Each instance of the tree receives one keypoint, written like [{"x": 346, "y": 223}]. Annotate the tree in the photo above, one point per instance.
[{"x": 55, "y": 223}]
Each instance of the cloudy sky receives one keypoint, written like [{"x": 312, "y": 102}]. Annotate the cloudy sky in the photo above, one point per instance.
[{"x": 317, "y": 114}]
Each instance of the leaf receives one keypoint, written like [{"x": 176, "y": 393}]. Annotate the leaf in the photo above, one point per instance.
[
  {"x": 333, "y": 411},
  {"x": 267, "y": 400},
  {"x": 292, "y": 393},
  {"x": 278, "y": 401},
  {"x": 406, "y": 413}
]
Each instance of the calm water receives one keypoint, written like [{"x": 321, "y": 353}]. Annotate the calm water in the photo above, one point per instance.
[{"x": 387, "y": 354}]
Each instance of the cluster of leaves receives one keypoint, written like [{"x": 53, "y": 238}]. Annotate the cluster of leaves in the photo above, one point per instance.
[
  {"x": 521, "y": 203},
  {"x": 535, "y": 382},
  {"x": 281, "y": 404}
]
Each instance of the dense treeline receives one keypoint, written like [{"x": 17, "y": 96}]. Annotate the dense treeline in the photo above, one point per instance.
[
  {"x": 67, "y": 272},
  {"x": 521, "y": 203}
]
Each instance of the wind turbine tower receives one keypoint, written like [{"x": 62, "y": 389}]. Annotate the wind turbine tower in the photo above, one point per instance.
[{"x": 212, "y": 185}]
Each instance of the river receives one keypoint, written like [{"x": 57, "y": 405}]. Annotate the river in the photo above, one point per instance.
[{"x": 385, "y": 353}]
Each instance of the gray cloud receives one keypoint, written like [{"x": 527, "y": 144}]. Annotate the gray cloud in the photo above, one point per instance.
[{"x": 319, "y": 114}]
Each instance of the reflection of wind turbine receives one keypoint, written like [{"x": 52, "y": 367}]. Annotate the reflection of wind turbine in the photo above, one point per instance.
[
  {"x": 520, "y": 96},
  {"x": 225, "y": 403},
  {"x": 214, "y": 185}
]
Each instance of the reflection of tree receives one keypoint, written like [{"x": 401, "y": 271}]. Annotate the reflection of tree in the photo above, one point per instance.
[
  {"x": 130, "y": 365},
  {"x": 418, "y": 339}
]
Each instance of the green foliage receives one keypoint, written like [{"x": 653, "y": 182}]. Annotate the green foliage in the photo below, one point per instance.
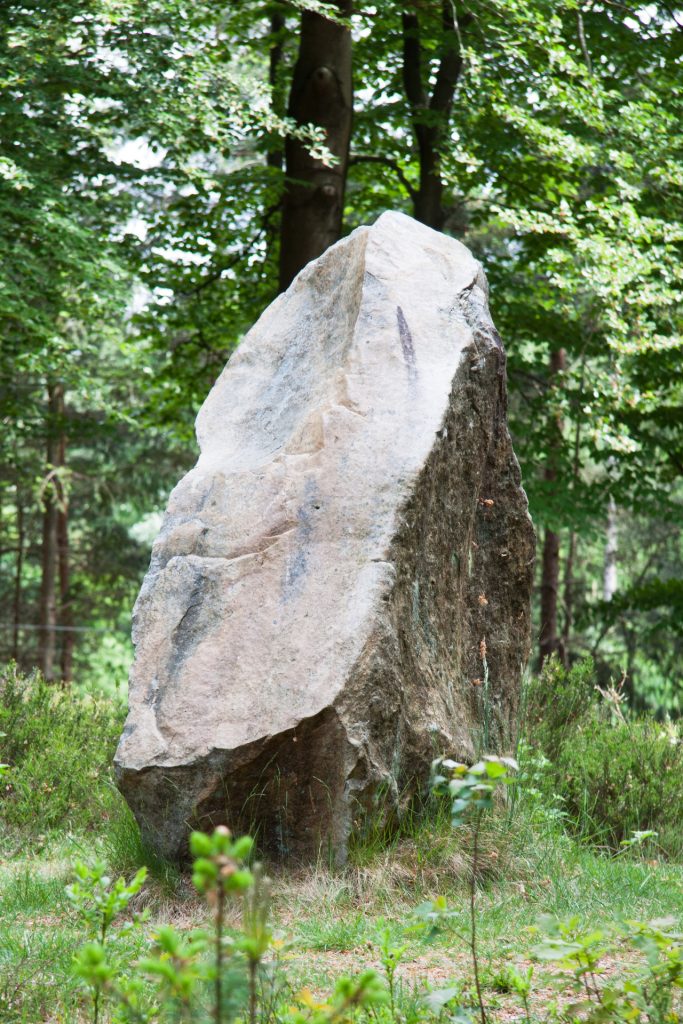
[
  {"x": 622, "y": 777},
  {"x": 202, "y": 976},
  {"x": 605, "y": 775},
  {"x": 556, "y": 701},
  {"x": 56, "y": 750},
  {"x": 642, "y": 991}
]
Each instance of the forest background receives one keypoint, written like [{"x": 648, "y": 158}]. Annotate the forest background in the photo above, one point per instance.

• What you need to do
Exactly as they appear, repeat the lines from the one containing "Each instance of the gray" through the last line of the entries, counting both ends. Pictures stay out.

• Task response
Each instance of the gray cloud receives one keypoint, written like [{"x": 527, "y": 144}]. Annotate the gray cloud in the photo above, one point per instance.
[{"x": 319, "y": 114}]
Each instance of the reflection of wind turbine receives one keypoint, written like [{"x": 52, "y": 367}]. Annotate the reflection of wind turbine in the photo above, one point per instance.
[
  {"x": 520, "y": 96},
  {"x": 225, "y": 403},
  {"x": 214, "y": 185}
]
Each instance of the reflection of tree receives one keypoint, written like [{"x": 401, "y": 271}]. Annotate the reflection of tree in the photo above, one point per instance.
[
  {"x": 130, "y": 365},
  {"x": 418, "y": 339}
]
Each instance of the green foliage receives one keypoint, written like [{"x": 653, "y": 182}]. Annotate the green foliage in the photo below, one point per instance.
[
  {"x": 622, "y": 777},
  {"x": 202, "y": 976},
  {"x": 605, "y": 775},
  {"x": 556, "y": 701},
  {"x": 56, "y": 750},
  {"x": 642, "y": 991}
]
Each instance of the forest background receives one keypoint, written like [{"x": 648, "y": 158}]. Annotate the forest background in the photo above, one point per instance.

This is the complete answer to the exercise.